** PROMPT **
Write out exactly the lines from the one containing "Could you point out the girl" through the last line of the records below, including both.
-------- LISTING
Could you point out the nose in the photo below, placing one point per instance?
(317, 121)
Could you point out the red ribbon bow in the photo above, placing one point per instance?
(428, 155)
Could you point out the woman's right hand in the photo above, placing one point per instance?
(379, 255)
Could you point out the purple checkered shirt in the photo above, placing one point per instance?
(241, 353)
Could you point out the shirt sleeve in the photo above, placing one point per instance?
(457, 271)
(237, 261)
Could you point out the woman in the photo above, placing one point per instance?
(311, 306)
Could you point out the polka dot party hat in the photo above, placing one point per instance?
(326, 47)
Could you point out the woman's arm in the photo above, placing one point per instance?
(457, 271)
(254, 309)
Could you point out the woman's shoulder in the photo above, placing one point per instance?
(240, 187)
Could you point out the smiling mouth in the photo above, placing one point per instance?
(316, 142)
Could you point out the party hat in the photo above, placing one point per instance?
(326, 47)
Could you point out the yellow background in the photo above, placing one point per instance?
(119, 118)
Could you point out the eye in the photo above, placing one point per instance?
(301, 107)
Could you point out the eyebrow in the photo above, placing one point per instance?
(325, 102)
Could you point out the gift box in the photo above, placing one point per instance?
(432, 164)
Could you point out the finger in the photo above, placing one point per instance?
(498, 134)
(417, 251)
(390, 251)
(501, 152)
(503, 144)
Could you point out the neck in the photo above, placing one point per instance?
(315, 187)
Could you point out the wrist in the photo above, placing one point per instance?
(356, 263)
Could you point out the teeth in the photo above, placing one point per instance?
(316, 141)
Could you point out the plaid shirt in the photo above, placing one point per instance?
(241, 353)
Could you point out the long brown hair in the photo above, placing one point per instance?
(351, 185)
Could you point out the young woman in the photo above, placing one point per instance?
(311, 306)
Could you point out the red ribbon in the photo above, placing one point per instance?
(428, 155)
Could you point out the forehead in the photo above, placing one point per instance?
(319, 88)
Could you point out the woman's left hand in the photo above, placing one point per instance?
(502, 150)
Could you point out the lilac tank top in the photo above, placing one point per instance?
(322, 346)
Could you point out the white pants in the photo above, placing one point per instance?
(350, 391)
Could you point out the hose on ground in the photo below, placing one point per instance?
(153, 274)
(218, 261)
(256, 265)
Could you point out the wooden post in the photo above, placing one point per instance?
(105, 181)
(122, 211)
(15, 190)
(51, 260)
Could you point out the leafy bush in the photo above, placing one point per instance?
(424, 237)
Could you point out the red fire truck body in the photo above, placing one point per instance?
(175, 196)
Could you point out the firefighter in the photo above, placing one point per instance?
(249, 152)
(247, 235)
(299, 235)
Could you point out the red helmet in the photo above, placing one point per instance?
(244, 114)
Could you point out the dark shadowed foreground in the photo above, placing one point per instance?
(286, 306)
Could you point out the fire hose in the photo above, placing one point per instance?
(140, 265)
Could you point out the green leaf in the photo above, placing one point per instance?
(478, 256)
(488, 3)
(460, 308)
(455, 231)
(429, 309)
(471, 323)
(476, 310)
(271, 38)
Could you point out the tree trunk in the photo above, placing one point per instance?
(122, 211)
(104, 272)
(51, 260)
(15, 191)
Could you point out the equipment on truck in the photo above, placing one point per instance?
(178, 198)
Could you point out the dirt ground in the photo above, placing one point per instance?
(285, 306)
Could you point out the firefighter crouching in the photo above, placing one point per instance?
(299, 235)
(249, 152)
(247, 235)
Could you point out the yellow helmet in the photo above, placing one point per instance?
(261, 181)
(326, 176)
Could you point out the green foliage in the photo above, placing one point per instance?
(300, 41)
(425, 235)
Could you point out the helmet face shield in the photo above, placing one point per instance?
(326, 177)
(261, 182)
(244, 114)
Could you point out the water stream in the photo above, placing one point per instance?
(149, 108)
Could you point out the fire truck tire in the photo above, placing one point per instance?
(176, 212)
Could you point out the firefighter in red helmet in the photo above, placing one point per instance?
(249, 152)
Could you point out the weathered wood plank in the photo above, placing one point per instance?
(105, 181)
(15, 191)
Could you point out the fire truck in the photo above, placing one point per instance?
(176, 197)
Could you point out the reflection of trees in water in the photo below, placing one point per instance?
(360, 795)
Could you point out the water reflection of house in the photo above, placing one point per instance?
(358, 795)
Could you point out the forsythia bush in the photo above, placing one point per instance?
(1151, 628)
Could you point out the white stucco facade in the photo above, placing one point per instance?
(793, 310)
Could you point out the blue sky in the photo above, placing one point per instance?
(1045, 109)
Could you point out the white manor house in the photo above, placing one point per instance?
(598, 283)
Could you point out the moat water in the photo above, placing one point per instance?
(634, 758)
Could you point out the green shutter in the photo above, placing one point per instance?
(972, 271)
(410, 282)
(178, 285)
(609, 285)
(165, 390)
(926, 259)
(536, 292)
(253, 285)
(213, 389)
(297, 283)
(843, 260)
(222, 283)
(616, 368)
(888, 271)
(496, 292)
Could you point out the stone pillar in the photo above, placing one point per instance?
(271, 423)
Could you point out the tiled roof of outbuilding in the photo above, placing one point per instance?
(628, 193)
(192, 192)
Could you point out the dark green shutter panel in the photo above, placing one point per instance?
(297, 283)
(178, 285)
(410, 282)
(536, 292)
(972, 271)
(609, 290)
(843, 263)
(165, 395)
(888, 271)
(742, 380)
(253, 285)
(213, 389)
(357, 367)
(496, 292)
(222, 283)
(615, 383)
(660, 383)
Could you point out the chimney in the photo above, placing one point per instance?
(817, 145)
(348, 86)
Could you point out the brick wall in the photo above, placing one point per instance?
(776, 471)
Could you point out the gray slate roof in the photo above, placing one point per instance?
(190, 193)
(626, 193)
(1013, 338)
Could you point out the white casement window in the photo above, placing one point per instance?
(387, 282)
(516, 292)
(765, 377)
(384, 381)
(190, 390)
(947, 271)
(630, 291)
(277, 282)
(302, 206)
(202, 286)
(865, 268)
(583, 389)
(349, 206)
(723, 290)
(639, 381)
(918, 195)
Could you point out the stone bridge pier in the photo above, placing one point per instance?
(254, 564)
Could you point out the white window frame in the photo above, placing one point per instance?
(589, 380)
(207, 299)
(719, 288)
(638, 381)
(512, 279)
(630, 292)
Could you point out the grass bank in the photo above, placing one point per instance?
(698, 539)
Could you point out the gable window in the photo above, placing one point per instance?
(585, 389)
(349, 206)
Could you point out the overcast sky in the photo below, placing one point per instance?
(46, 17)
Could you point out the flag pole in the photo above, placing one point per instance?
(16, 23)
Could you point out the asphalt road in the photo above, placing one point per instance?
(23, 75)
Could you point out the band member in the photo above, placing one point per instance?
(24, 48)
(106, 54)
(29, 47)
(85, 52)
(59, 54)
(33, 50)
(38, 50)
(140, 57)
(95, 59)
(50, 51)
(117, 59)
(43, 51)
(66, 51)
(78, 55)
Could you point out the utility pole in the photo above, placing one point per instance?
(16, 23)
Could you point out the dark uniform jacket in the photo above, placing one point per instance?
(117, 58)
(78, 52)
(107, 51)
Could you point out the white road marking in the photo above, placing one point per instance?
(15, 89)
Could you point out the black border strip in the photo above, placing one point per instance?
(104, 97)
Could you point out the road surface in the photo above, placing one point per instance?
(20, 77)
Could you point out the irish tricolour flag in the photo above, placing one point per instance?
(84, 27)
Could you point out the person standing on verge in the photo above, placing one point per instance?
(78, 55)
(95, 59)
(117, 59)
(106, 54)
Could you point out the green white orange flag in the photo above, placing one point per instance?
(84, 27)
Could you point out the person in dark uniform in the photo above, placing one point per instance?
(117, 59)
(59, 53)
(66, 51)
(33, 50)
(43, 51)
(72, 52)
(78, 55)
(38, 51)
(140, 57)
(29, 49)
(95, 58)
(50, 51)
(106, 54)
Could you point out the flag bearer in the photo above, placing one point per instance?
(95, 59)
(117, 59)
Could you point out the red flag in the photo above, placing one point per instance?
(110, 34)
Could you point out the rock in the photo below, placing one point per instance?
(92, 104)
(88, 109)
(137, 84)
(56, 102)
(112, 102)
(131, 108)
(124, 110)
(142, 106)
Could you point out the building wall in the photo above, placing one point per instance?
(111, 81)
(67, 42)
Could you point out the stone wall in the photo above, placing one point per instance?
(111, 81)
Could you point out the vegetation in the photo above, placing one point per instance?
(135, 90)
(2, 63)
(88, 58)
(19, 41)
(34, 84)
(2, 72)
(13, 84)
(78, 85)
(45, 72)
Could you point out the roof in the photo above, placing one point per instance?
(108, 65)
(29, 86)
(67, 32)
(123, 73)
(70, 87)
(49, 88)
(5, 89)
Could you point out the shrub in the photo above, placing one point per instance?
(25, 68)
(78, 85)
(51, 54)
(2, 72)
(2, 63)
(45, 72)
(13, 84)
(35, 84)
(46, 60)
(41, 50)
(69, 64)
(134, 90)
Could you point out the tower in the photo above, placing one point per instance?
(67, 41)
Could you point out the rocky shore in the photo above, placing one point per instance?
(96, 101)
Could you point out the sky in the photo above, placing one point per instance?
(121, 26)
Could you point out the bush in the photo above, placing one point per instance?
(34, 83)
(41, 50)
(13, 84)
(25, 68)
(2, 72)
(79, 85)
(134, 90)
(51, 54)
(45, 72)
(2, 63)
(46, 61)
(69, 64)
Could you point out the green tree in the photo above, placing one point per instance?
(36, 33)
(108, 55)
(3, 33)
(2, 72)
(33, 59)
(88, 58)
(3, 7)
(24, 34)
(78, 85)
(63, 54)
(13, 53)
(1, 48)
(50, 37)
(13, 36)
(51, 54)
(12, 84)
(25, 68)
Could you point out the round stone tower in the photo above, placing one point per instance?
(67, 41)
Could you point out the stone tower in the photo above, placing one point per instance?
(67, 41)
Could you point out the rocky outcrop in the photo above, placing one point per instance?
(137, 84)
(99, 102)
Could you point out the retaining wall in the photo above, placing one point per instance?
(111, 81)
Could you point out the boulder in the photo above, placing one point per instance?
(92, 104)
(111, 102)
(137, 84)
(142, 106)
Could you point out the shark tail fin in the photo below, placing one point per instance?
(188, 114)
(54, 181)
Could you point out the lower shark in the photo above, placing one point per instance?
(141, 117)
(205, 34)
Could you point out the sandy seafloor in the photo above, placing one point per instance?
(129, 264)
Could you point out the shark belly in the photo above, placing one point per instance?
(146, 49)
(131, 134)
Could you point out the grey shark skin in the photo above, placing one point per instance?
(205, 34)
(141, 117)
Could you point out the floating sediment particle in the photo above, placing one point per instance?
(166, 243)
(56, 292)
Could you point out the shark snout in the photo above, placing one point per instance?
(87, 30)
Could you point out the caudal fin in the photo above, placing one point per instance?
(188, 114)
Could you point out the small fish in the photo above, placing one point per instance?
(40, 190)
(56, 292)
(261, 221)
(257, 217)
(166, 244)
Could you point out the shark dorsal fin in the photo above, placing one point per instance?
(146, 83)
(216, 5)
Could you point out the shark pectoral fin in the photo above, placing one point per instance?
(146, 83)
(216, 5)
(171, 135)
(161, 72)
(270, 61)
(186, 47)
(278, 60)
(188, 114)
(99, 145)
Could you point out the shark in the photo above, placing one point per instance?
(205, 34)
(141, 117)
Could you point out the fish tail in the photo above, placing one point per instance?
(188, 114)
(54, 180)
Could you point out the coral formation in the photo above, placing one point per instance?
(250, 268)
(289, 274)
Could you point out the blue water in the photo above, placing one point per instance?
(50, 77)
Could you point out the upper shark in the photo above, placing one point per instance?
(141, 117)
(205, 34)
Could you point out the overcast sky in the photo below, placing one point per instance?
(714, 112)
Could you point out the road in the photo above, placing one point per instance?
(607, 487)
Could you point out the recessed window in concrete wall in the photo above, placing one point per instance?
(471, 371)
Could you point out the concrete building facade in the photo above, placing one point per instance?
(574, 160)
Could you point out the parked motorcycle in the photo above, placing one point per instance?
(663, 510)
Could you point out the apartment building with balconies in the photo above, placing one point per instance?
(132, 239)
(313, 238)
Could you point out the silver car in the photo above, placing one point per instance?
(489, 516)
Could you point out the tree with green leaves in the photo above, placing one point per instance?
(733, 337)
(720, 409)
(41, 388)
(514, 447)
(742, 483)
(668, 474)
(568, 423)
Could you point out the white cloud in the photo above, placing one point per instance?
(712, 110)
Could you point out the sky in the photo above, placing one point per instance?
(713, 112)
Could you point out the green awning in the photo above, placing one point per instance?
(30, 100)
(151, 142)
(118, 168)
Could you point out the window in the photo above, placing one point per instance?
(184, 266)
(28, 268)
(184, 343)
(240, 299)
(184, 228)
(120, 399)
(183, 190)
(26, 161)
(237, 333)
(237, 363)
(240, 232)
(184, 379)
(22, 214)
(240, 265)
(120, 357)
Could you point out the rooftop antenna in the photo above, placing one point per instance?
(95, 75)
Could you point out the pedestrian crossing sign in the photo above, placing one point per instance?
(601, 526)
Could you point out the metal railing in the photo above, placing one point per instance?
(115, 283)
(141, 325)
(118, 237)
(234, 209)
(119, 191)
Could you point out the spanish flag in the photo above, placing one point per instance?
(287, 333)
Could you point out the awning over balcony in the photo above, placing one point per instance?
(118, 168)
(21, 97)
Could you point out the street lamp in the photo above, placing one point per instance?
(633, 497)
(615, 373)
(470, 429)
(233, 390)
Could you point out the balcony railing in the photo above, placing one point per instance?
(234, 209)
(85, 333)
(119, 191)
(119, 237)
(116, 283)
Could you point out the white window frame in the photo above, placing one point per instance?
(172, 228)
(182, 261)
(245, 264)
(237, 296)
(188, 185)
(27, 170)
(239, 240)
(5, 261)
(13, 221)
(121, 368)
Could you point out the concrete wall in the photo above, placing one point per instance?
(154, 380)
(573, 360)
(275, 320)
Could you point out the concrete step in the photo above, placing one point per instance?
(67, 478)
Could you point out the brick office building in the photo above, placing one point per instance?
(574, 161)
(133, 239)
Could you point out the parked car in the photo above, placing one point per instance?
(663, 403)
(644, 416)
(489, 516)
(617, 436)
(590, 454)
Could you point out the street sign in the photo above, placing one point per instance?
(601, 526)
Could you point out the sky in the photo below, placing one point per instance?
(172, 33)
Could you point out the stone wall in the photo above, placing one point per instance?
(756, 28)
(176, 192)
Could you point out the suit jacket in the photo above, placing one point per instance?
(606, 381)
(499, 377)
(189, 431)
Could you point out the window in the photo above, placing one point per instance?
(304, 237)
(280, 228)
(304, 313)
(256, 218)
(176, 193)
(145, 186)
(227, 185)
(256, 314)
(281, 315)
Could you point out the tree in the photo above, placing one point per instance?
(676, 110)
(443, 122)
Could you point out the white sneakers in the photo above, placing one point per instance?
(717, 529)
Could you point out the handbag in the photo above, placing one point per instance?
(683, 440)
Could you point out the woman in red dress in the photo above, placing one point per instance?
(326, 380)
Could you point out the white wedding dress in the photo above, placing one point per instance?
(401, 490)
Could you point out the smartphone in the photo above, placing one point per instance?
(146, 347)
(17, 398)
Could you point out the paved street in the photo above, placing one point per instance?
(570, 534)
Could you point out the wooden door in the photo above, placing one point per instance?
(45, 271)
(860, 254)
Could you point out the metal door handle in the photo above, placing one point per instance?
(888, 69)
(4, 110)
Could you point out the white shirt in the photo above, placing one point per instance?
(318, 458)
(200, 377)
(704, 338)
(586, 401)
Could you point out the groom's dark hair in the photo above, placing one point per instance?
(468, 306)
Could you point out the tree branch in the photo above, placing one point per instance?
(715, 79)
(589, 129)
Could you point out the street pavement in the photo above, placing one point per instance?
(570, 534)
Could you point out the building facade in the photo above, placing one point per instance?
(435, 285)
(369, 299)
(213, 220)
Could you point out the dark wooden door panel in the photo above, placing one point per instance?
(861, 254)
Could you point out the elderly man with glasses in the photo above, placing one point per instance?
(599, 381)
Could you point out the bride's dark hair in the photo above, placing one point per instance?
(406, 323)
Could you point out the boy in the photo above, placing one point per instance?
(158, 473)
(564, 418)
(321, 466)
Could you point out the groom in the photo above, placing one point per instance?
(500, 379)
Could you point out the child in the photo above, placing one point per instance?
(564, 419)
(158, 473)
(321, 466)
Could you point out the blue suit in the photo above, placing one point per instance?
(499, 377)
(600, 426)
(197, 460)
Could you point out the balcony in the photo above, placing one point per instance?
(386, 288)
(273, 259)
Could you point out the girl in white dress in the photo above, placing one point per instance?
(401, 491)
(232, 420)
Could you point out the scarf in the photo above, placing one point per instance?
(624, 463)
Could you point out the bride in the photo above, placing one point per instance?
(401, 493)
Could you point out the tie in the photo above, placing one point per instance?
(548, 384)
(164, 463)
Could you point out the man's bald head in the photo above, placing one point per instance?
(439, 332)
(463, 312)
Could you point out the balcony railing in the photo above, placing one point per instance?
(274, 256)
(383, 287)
----------------
** PROBLEM SOLUTION **
Could you point out the girl in white dress in the photo above, placing one point per instance?
(401, 491)
(232, 420)
Could you point out the scarf in the photo above, placing one point per instance?
(624, 463)
Could you point out the bride in the photo above, placing one point per instance?
(401, 493)
Could you point out the tie in the photo above, placing one point per instance?
(548, 384)
(164, 463)
Could you point out the man's bald head in the photo above, placing one point per instance?
(439, 332)
(463, 312)
Could you point out the balcony railing in the photo above, placing one point per instance?
(274, 256)
(383, 287)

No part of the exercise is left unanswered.